■ **Instructions to follow**
Every entry below must be transcribed exactly, with no line missing.
================
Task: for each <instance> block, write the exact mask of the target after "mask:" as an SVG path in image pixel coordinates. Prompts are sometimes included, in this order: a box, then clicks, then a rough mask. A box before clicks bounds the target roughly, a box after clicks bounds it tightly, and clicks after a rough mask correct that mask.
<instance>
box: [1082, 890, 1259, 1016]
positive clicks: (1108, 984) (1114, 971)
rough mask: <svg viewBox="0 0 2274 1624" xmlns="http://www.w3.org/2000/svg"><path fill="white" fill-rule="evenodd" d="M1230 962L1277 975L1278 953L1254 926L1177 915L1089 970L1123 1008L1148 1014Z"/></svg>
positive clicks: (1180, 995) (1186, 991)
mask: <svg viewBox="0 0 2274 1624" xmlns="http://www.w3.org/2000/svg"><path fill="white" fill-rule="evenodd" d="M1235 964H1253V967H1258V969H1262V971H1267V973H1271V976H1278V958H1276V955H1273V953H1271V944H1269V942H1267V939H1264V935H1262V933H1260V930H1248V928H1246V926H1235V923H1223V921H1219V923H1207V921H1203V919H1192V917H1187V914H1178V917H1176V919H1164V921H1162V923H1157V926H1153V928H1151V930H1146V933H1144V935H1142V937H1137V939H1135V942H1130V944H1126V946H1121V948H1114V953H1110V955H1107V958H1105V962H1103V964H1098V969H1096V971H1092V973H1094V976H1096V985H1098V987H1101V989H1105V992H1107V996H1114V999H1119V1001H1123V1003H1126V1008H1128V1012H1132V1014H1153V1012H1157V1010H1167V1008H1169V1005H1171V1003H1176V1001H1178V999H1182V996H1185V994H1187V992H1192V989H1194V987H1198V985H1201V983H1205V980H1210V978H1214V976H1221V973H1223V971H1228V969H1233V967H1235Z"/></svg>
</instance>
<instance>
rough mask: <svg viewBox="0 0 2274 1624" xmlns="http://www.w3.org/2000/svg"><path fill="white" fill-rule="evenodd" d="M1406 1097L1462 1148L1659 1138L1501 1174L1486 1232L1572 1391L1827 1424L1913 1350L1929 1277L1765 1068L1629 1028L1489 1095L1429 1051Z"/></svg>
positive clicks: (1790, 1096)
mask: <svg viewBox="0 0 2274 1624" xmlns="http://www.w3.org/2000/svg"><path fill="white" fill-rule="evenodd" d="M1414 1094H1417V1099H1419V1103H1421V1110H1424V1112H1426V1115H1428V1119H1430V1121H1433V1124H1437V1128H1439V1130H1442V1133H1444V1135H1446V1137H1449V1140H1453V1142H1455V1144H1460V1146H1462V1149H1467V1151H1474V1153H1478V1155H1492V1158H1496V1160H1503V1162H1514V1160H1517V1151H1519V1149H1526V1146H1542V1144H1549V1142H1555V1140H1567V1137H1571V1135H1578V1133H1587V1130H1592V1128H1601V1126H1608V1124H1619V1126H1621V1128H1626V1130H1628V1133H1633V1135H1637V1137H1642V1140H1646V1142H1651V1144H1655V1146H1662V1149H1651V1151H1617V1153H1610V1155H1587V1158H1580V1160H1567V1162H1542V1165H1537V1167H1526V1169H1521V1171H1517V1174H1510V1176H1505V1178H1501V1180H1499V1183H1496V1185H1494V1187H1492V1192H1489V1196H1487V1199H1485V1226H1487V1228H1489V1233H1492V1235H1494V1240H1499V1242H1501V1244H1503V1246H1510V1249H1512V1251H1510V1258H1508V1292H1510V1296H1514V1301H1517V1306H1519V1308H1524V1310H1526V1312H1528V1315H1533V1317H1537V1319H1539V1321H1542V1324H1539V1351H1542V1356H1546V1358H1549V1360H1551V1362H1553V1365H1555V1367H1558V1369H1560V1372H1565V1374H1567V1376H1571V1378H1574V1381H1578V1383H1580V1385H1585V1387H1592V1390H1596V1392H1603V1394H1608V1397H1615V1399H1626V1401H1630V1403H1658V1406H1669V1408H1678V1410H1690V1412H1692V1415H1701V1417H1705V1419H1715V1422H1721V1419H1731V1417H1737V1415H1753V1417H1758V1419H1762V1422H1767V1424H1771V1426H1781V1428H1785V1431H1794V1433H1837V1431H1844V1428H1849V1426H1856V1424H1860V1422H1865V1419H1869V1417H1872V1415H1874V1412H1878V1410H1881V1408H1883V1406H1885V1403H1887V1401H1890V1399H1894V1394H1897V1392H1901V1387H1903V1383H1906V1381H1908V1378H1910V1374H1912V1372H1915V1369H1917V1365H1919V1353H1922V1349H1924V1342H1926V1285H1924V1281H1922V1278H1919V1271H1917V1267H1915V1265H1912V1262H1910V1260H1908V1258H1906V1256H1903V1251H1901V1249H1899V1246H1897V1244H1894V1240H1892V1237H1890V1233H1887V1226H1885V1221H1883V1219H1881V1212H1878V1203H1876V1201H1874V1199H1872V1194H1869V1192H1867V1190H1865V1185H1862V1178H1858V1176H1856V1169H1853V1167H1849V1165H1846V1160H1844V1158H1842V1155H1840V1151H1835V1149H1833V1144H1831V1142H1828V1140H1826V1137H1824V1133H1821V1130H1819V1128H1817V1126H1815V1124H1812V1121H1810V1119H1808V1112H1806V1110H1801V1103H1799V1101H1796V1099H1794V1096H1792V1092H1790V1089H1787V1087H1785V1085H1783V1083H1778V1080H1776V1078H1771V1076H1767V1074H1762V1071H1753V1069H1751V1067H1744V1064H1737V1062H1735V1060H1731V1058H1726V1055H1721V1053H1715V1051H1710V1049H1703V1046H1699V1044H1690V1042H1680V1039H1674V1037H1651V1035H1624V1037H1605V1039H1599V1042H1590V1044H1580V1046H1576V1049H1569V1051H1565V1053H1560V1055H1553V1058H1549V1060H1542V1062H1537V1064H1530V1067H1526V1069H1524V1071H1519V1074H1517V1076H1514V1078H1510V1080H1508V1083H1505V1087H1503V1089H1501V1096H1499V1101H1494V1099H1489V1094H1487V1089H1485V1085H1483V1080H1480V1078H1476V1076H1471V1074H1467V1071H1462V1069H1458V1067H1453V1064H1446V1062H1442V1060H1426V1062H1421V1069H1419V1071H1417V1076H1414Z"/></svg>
================
■ **Written solution**
Task: for each <instance> block, write the exact mask of the target after "mask:" as an SVG path in image pixel coordinates. Prompts are sometimes included, in this order: a box, then clicks, then a rough mask. A box before clicks bounds the target roughly, a box after clicks bounds it tightly, and clicks after a rough mask correct that mask.
<instance>
box: [1082, 890, 1259, 1016]
positive clicks: (1108, 984) (1114, 971)
rough mask: <svg viewBox="0 0 2274 1624" xmlns="http://www.w3.org/2000/svg"><path fill="white" fill-rule="evenodd" d="M1230 962L1277 975L1278 953L1254 926L1177 915L1089 970L1123 1008L1148 1014Z"/></svg>
positive clicks: (1180, 995) (1186, 991)
mask: <svg viewBox="0 0 2274 1624" xmlns="http://www.w3.org/2000/svg"><path fill="white" fill-rule="evenodd" d="M1235 964H1253V967H1258V969H1262V971H1267V973H1271V976H1278V958H1276V955H1273V953H1271V944H1269V942H1267V939H1264V935H1262V933H1260V930H1248V928H1246V926H1235V923H1223V921H1219V923H1207V921H1203V919H1192V917H1187V914H1178V917H1176V919H1164V921H1162V923H1157V926H1153V928H1151V930H1146V933H1144V935H1142V937H1137V939H1135V942H1130V944H1126V946H1121V948H1114V953H1110V955H1107V958H1105V962H1103V964H1098V969H1096V971H1092V973H1094V976H1096V985H1098V987H1101V989H1105V992H1107V996H1114V999H1119V1001H1123V1003H1126V1008H1128V1012H1132V1014H1153V1012H1157V1010H1167V1008H1169V1005H1171V1003H1176V1001H1178V999H1182V996H1185V994H1187V992H1192V989H1194V987H1198V985H1201V983H1205V980H1210V978H1214V976H1221V973H1223V971H1228V969H1233V967H1235Z"/></svg>
</instance>
<instance>
rough mask: <svg viewBox="0 0 2274 1624" xmlns="http://www.w3.org/2000/svg"><path fill="white" fill-rule="evenodd" d="M1406 1097L1462 1148L1659 1138L1501 1174L1486 1232L1572 1391L1827 1424L1913 1350L1929 1277L1765 1068L1629 1028L1489 1095L1429 1051Z"/></svg>
positive clicks: (1790, 1096)
mask: <svg viewBox="0 0 2274 1624" xmlns="http://www.w3.org/2000/svg"><path fill="white" fill-rule="evenodd" d="M1414 1094H1417V1099H1419V1103H1421V1110H1424V1112H1426V1115H1428V1119H1430V1121H1433V1124H1437V1128H1439V1130H1442V1133H1444V1135H1446V1137H1449V1140H1453V1142H1455V1144H1460V1146H1462V1149H1467V1151H1474V1153H1478V1155H1492V1158H1496V1160H1503V1162H1514V1160H1517V1151H1519V1149H1526V1146H1542V1144H1549V1142H1555V1140H1567V1137H1571V1135H1578V1133H1587V1130H1592V1128H1601V1126H1608V1124H1619V1126H1621V1128H1626V1130H1628V1133H1633V1135H1637V1137H1642V1140H1646V1142H1651V1144H1655V1146H1662V1149H1651V1151H1617V1153H1610V1155H1587V1158H1580V1160H1567V1162H1542V1165H1537V1167H1526V1169H1521V1171H1517V1174H1510V1176H1505V1178H1501V1180H1499V1183H1496V1185H1494V1187H1492V1192H1489V1196H1487V1199H1485V1226H1487V1228H1489V1233H1492V1235H1494V1240H1499V1242H1501V1244H1503V1246H1510V1249H1512V1251H1510V1258H1508V1292H1510V1296H1514V1301H1517V1306H1519V1308H1524V1310H1526V1312H1528V1315H1533V1317H1537V1319H1539V1321H1542V1324H1539V1351H1542V1356H1546V1358H1549V1360H1551V1362H1553V1365H1555V1367H1558V1369H1560V1372H1565V1374H1567V1376H1571V1378H1574V1381H1578V1383H1580V1385H1585V1387H1592V1390H1596V1392H1603V1394H1608V1397H1615V1399H1626V1401H1630V1403H1658V1406H1669V1408H1678V1410H1690V1412H1692V1415H1701V1417H1705V1419H1715V1422H1721V1419H1731V1417H1737V1415H1753V1417H1758V1419H1762V1422H1767V1424H1771V1426H1781V1428H1785V1431H1794V1433H1837V1431H1844V1428H1849V1426H1856V1424H1860V1422H1865V1419H1869V1417H1872V1415H1874V1412H1878V1410H1881V1408H1883V1406H1885V1403H1887V1401H1890V1399H1894V1394H1897V1392H1901V1387H1903V1383H1906V1381H1908V1378H1910V1374H1912V1372H1915V1369H1917V1365H1919V1353H1922V1349H1924V1342H1926V1285H1924V1281H1922V1278H1919V1271H1917V1267H1915V1265H1912V1262H1910V1260H1908V1258H1906V1256H1903V1251H1901V1249H1899V1246H1897V1244H1894V1240H1892V1237H1890V1233H1887V1226H1885V1221H1883V1219H1881V1212H1878V1203H1876V1201H1874V1199H1872V1194H1869V1192H1867V1190H1865V1185H1862V1178H1858V1176H1856V1169H1853V1167H1849V1165H1846V1160H1844V1158H1842V1155H1840V1151H1835V1149H1833V1144H1831V1142H1828V1140H1826V1137H1824V1133H1821V1130H1819V1128H1817V1126H1815V1124H1812V1121H1810V1119H1808V1112H1806V1110H1801V1103H1799V1101H1796V1099H1794V1096H1792V1092H1790V1089H1787V1087H1785V1085H1783V1083H1778V1080H1776V1078H1771V1076H1767V1074H1762V1071H1753V1069H1751V1067H1744V1064H1737V1062H1735V1060H1731V1058H1726V1055H1721V1053H1715V1051H1710V1049H1703V1046H1699V1044H1690V1042H1680V1039H1674V1037H1651V1035H1624V1037H1605V1039H1599V1042H1590V1044H1580V1046H1576V1049H1569V1051H1565V1053H1560V1055H1553V1058H1549V1060H1542V1062H1537V1064H1530V1067H1526V1069H1524V1071H1519V1074H1517V1076H1514V1078H1510V1080H1508V1083H1505V1087H1503V1089H1501V1096H1499V1101H1494V1099H1489V1094H1487V1089H1485V1085H1483V1080H1480V1078H1476V1076H1471V1074H1467V1071H1462V1069H1458V1067H1453V1064H1446V1062H1442V1060H1426V1062H1421V1069H1419V1071H1417V1076H1414Z"/></svg>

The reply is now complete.